◆ WORK ITEM:
Retype the records below so that each one matches exactly.

◆ Stored data entries:
************

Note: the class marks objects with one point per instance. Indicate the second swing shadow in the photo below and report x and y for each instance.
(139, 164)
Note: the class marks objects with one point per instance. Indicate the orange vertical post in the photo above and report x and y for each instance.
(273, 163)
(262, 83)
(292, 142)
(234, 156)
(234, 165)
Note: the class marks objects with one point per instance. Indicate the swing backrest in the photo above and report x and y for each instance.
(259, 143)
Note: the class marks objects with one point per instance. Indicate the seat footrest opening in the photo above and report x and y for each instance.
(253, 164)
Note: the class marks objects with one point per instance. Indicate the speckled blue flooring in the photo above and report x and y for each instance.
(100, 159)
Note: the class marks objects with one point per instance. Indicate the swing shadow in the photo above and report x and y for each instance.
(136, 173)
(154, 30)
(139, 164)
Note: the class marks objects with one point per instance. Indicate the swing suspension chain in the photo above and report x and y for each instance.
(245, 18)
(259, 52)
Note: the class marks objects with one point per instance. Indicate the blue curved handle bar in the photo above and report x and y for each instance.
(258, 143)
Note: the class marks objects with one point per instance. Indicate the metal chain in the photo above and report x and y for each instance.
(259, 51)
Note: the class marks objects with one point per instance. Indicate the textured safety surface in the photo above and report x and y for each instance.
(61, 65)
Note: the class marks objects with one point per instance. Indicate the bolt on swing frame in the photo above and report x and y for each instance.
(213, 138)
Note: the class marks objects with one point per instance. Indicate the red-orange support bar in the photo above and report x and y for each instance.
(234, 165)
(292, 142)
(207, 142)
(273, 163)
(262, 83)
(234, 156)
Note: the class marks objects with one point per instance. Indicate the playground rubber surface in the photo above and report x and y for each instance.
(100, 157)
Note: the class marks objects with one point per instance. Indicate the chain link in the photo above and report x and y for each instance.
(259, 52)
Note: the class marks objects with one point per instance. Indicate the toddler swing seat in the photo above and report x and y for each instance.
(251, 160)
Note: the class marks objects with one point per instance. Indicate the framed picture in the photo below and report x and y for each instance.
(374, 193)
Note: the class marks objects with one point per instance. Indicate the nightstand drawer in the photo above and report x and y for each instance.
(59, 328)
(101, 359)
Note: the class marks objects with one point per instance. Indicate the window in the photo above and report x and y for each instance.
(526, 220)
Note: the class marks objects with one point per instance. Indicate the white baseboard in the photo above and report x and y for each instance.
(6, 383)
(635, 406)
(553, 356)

************

◆ TASK RESULT:
Note: the class marks objects with one point per instance. Indicate the second swing shadow in the photo below and report x and y for each instance.
(139, 164)
Note: the class marks objects with one point per instance. Indicate the orange vertical post in the photo above and report x and y for each instance.
(273, 163)
(262, 83)
(292, 142)
(234, 156)
(234, 165)
Note: the class marks objects with one point per instance. Indicate the swing backrest in the photo above and report x and y for each instance.
(259, 143)
Note: the class marks objects with one point per instance. Indicate the seat footrest opening in the photo above and report x and y for each instance.
(253, 164)
Note: the class marks objects with one point per instance. Indicate the speckled blue flooring in the photo above and report x and y for each instance.
(100, 159)
Note: the class marks objects with one point per instance. Indicate the swing shadow in the photo above and report x and y for each instance.
(136, 173)
(154, 30)
(139, 164)
Note: the class marks objects with one point per instance. Indicate the swing suspension chain in the photo above and report x and y for each instance.
(245, 18)
(259, 52)
Note: the class marks objects with one point per instance. Indicate the blue curved handle bar in the photo above and report x and y for each instance.
(258, 143)
Note: the class marks objects with one point per instance. Indicate the metal chain in the photo above and report x and y for each instance.
(259, 51)
Note: the class marks objects with one point per instance. Indicate the textured safety surface in the photo above and report x and y for each instance.
(61, 65)
Note: the class marks objects with one point per instance. Indicate the bolt on swing frame in the photo above and report x and y for each instance.
(213, 138)
Note: the class marks objects with one point per instance. Indicate the red-orange support bar in the photo above and report x and y for each instance.
(234, 165)
(292, 142)
(207, 142)
(273, 163)
(262, 83)
(234, 156)
Note: the class marks objects with one point per instance. Indicate the playground rubber surface in the photo above and report x and y for each instance.
(100, 157)
Note: the class marks objects with one point per instance. Indicate the chain link in the photo above and report x and y for each instance.
(259, 52)
Note: the class marks objects with one point per instance. Indicate the toddler swing seat in the photo above and report x and y for each instance.
(251, 160)
Note: the class marks objects with one point per instance. Indicate the framed picture in the photo below and report x and y for each instance.
(374, 193)
Note: the class marks objects with one point per instance. Indicate the nightstand drawer in the photo above and report x and y for each instance.
(59, 328)
(101, 359)
Note: the class marks objects with one point per instance. Indicate the window in the photo above and report x and y for each instance.
(526, 220)
Note: the class marks objects with one point per instance. Indicate the white baseboard in the photo above and report x and y for each instance.
(6, 383)
(635, 406)
(553, 356)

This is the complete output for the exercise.